• _What is expected_
Set out exactly, line by line, the stretch of data below that begins at the line containing "Where can you see the green apple" and ends at the line containing "column 530, row 821", with both ends kept.

• _Supplied entries_
━━━━━━━━━━━━━━━━━━━━━━━━━━━━━━
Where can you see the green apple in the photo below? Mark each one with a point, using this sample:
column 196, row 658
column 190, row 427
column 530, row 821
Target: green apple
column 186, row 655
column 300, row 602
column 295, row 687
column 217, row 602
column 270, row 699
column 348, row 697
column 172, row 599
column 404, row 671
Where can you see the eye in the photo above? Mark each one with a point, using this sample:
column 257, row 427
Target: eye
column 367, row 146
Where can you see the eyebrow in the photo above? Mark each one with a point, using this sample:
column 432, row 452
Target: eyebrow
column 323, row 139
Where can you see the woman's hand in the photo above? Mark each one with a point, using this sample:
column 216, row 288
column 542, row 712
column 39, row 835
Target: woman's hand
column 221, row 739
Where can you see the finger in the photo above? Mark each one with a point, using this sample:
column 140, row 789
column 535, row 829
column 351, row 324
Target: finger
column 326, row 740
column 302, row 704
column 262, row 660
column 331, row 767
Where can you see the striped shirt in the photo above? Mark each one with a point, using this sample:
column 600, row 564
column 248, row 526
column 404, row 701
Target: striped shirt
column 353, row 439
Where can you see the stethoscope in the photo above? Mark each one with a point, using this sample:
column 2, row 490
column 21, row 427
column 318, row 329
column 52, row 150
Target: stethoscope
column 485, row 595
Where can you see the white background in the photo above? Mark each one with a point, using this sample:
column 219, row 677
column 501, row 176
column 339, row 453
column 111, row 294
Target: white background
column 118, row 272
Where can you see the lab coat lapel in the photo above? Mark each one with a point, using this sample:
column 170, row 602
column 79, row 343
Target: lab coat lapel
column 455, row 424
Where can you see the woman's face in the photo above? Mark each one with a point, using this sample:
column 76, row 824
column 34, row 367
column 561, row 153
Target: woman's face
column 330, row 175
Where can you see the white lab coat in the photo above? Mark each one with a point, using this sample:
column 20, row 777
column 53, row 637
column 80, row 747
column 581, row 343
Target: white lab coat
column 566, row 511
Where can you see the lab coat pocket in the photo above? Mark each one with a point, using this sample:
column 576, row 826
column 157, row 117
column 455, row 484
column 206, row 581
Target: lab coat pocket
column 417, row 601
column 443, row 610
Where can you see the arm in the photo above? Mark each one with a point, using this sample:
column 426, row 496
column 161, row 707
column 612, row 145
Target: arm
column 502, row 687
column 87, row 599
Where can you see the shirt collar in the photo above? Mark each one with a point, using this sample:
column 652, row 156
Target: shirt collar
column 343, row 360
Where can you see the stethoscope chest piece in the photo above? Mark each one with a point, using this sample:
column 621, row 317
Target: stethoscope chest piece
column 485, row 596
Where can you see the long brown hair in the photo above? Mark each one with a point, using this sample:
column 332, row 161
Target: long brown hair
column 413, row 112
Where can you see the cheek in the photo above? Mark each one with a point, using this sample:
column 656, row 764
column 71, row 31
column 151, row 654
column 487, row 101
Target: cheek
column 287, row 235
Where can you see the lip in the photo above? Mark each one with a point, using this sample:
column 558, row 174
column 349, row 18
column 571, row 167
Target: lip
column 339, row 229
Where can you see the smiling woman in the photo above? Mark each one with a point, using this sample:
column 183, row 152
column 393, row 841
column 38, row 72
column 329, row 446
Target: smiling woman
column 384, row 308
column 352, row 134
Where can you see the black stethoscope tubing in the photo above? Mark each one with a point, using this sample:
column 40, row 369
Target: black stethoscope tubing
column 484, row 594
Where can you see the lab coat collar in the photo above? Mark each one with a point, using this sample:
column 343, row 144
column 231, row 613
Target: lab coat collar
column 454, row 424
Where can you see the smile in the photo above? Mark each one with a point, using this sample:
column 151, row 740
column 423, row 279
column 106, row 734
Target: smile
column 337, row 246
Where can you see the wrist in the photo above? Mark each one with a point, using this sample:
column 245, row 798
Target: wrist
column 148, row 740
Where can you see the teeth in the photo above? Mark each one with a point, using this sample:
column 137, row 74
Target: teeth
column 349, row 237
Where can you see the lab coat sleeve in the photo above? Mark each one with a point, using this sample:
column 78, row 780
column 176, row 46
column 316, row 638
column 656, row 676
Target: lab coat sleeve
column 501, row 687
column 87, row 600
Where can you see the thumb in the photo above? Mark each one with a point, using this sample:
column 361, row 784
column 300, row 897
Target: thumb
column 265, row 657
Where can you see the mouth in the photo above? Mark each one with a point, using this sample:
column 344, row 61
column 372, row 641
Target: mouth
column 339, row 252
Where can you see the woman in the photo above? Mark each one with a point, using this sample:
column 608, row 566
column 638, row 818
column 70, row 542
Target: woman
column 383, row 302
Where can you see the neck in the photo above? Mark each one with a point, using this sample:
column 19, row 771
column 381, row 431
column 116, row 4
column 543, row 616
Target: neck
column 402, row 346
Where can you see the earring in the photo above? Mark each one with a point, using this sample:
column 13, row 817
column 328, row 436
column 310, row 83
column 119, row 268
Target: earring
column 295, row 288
━━━━━━━━━━━━━━━━━━━━━━━━━━━━━━
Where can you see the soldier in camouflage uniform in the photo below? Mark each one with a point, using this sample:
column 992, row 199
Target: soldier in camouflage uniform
━━━━━━━━━━━━━━━━━━━━━━━━━━━━━━
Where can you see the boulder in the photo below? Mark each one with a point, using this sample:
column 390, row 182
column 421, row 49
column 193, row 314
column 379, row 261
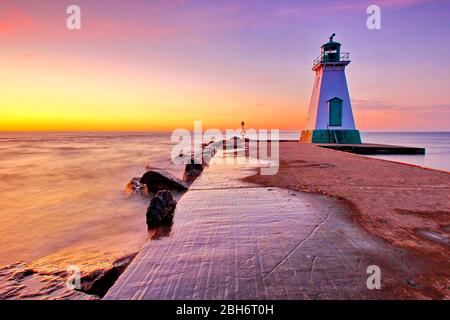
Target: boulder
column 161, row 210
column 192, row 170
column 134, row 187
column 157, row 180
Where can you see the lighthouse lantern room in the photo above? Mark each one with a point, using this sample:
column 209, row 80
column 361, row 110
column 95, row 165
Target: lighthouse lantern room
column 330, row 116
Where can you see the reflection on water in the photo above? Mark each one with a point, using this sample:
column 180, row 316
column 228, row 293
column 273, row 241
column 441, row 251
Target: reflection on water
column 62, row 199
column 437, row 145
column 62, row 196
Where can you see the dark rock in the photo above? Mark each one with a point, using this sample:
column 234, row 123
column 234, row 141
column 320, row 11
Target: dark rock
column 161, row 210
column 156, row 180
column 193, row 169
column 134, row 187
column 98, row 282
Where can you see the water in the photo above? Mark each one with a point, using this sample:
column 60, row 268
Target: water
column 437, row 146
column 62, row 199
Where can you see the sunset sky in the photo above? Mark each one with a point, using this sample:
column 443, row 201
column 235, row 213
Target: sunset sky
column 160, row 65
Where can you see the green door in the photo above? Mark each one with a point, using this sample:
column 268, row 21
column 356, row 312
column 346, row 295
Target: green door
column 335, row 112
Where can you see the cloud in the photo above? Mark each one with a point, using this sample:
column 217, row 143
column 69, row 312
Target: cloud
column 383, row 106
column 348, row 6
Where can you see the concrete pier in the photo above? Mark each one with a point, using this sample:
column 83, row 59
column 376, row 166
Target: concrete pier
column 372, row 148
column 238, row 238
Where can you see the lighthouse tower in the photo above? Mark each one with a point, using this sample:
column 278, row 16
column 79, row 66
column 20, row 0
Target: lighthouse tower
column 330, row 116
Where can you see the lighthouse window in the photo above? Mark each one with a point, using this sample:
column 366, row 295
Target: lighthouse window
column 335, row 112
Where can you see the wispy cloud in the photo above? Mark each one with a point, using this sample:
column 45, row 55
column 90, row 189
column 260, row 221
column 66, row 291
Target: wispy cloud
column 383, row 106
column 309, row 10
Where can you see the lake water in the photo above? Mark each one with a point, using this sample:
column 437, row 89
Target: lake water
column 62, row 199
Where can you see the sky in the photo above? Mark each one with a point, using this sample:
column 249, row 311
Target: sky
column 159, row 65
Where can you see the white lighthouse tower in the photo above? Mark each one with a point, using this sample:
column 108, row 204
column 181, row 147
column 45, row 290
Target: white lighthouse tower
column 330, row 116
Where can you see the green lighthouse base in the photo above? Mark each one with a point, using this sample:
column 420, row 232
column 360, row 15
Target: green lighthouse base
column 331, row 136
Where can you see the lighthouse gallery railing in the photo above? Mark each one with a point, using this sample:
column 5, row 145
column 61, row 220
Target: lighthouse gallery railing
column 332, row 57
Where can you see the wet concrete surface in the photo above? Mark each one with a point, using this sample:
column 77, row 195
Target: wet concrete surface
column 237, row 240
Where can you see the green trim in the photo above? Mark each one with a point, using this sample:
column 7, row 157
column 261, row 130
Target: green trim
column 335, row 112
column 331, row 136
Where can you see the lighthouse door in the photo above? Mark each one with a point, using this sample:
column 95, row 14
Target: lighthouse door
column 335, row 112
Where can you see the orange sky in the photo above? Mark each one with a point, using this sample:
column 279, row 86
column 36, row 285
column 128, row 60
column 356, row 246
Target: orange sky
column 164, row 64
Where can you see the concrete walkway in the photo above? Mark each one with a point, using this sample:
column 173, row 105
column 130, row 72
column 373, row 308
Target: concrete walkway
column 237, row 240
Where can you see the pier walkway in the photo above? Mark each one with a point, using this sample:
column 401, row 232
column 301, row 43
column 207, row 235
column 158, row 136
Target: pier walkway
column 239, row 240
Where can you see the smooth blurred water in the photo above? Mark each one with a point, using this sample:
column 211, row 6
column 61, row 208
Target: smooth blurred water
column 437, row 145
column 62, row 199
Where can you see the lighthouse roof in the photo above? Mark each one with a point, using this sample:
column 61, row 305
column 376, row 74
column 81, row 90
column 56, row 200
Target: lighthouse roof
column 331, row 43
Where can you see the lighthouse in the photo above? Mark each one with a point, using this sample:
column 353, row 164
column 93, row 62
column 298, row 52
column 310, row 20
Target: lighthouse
━━━━━━━━━━━━━━━━━━━━━━━━━━━━━━
• _Output of the task_
Where can you see the green apple in the photo below? Mark each one with a point, using this sample:
column 196, row 658
column 190, row 427
column 530, row 821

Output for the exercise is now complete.